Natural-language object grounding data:
-- -- --

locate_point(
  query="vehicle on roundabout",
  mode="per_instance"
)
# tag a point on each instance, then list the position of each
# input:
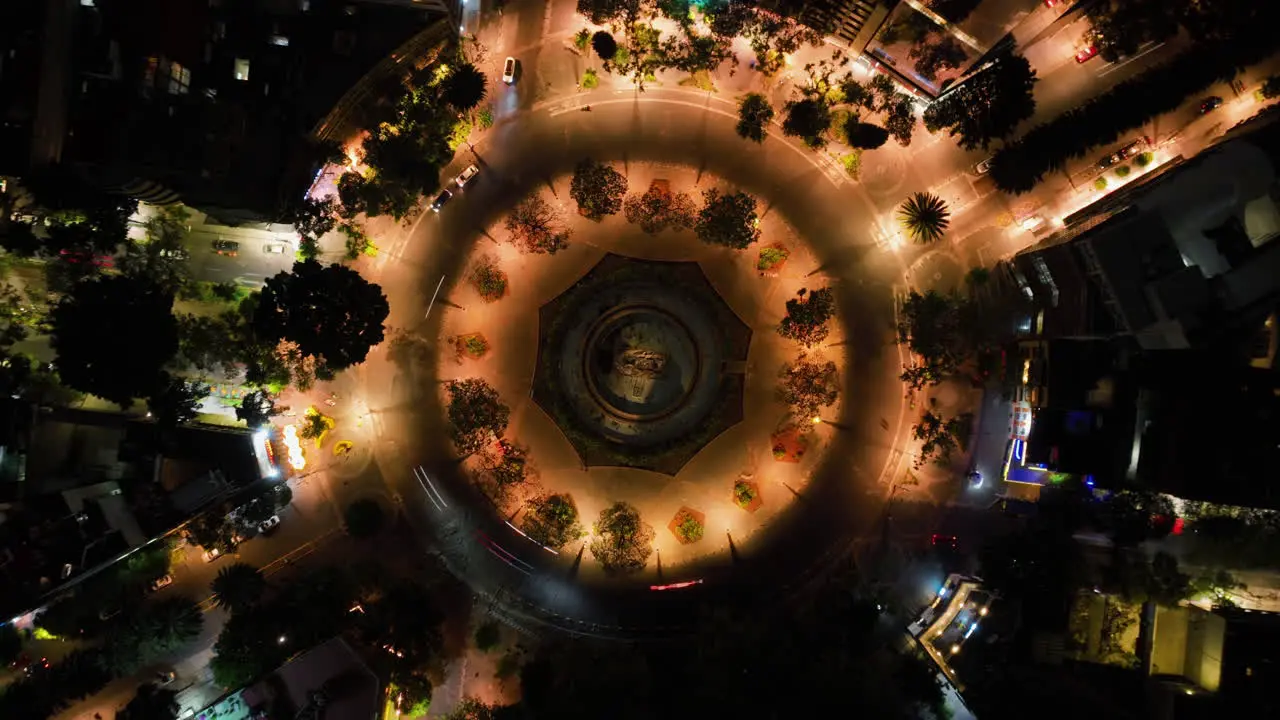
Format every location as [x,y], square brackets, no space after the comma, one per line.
[444,196]
[465,177]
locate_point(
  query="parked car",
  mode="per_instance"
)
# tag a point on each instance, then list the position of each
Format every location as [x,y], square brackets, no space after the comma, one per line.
[1087,54]
[1210,104]
[228,247]
[80,256]
[444,196]
[462,180]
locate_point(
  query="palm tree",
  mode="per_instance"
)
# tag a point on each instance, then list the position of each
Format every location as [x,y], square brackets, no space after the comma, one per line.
[465,87]
[926,217]
[237,587]
[170,621]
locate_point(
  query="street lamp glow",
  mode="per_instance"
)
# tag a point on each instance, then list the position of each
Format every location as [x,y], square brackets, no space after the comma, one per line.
[291,441]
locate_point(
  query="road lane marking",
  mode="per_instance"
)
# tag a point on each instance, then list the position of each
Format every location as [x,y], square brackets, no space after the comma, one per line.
[433,495]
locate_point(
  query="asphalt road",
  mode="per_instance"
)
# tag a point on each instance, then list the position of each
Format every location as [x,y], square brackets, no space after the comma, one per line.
[842,499]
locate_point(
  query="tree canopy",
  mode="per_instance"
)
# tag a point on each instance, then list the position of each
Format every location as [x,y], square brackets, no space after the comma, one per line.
[754,114]
[622,542]
[237,587]
[988,105]
[552,520]
[727,219]
[113,337]
[465,87]
[924,217]
[659,209]
[807,119]
[598,188]
[332,313]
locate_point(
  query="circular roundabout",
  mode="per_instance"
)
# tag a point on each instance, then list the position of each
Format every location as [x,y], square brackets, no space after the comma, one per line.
[631,364]
[639,369]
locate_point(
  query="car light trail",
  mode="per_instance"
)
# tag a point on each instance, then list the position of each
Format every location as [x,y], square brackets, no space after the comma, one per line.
[433,495]
[503,554]
[677,586]
[529,538]
[291,441]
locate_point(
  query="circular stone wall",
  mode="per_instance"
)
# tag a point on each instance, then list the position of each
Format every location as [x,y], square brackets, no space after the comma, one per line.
[634,363]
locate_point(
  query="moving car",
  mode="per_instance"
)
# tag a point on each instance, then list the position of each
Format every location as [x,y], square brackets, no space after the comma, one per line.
[444,196]
[228,247]
[1086,54]
[269,524]
[472,171]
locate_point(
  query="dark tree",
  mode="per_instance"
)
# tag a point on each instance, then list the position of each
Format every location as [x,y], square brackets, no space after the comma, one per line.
[659,209]
[807,119]
[176,401]
[900,118]
[238,587]
[256,409]
[1120,27]
[332,313]
[536,227]
[944,54]
[988,105]
[727,219]
[807,317]
[10,645]
[598,188]
[940,436]
[604,45]
[161,256]
[314,218]
[924,217]
[622,541]
[113,336]
[864,135]
[364,519]
[754,115]
[465,87]
[552,520]
[929,326]
[607,12]
[476,414]
[954,10]
[808,386]
[151,702]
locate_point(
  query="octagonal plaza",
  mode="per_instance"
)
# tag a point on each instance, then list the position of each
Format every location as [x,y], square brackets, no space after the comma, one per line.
[731,451]
[640,364]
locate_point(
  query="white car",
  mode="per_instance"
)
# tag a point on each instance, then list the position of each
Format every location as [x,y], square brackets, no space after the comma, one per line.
[269,524]
[462,180]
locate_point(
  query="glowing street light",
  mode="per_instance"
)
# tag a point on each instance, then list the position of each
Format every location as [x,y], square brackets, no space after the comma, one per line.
[295,446]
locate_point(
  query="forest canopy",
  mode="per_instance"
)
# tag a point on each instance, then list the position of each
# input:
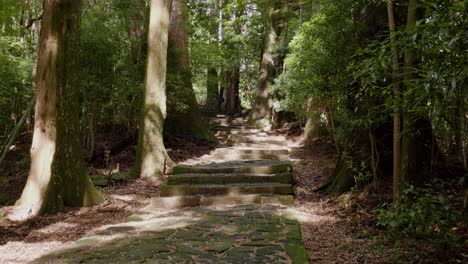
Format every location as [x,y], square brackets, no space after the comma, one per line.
[383,82]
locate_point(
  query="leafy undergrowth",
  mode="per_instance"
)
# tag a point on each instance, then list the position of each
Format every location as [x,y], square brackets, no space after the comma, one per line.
[123,197]
[361,226]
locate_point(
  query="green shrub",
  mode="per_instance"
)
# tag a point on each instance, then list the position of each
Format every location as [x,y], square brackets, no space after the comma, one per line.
[420,215]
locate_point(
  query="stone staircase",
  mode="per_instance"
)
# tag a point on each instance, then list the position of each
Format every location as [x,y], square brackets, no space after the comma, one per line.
[252,168]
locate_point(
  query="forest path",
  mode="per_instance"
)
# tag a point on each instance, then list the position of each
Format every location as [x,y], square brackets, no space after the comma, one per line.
[232,206]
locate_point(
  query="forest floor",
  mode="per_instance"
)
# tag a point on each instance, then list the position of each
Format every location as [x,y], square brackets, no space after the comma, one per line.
[334,229]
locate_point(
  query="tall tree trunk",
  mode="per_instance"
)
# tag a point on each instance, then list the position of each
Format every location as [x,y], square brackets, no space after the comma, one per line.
[212,93]
[396,106]
[152,155]
[232,92]
[57,176]
[413,136]
[262,106]
[188,120]
[312,128]
[212,90]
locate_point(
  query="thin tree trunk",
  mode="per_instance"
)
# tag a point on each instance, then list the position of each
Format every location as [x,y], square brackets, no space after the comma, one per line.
[152,155]
[262,106]
[312,128]
[187,120]
[409,141]
[57,176]
[396,106]
[11,139]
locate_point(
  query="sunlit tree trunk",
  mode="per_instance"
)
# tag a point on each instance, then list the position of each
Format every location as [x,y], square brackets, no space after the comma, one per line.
[152,155]
[57,175]
[212,90]
[212,93]
[396,106]
[186,119]
[232,98]
[410,165]
[263,104]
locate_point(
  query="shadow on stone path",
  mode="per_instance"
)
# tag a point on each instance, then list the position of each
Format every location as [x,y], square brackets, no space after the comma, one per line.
[249,230]
[238,234]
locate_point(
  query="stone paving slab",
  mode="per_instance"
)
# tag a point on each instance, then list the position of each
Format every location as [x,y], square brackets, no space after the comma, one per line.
[223,234]
[250,166]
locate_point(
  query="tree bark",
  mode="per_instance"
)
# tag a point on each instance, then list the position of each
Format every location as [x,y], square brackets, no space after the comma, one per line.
[232,99]
[188,120]
[57,175]
[263,104]
[312,128]
[152,155]
[396,106]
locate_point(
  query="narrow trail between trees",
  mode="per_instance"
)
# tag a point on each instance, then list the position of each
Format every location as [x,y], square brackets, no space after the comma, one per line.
[232,206]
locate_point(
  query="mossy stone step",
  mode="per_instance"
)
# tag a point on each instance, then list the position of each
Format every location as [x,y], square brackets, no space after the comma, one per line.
[246,151]
[177,202]
[225,189]
[254,166]
[221,178]
[258,140]
[250,157]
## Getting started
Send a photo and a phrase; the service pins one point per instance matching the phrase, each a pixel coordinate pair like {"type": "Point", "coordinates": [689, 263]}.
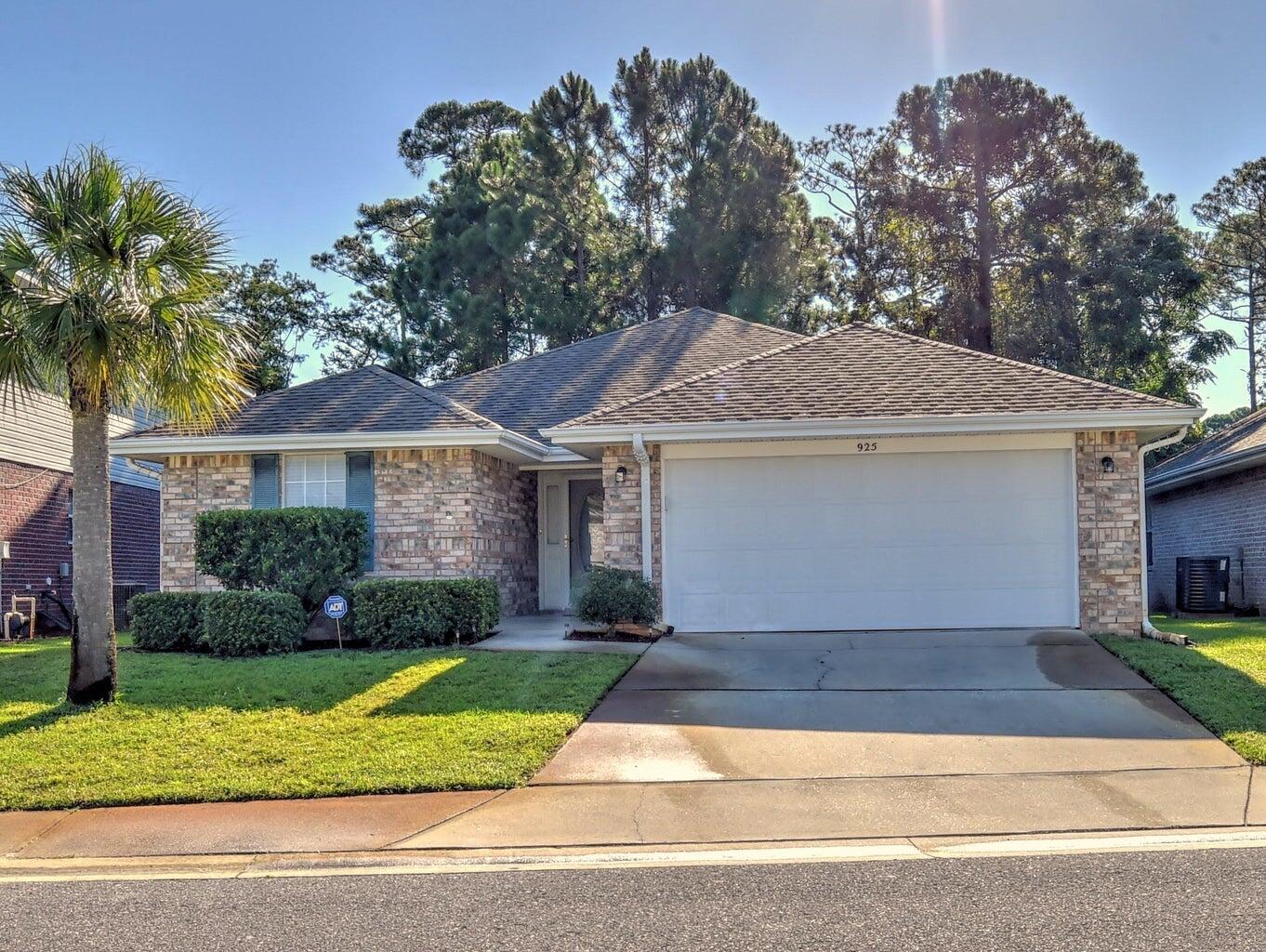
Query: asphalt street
{"type": "Point", "coordinates": [1165, 900]}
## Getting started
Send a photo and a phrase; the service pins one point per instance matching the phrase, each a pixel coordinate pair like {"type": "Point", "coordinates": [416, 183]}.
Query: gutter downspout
{"type": "Point", "coordinates": [1149, 629]}
{"type": "Point", "coordinates": [643, 465]}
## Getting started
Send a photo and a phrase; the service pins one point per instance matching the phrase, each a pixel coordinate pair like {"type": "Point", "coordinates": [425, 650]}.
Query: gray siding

-- -- --

What you should do: Return only those lines of the records that contain the string "circular".

Answer section:
  query="circular roundabout",
  query="circular stone wall",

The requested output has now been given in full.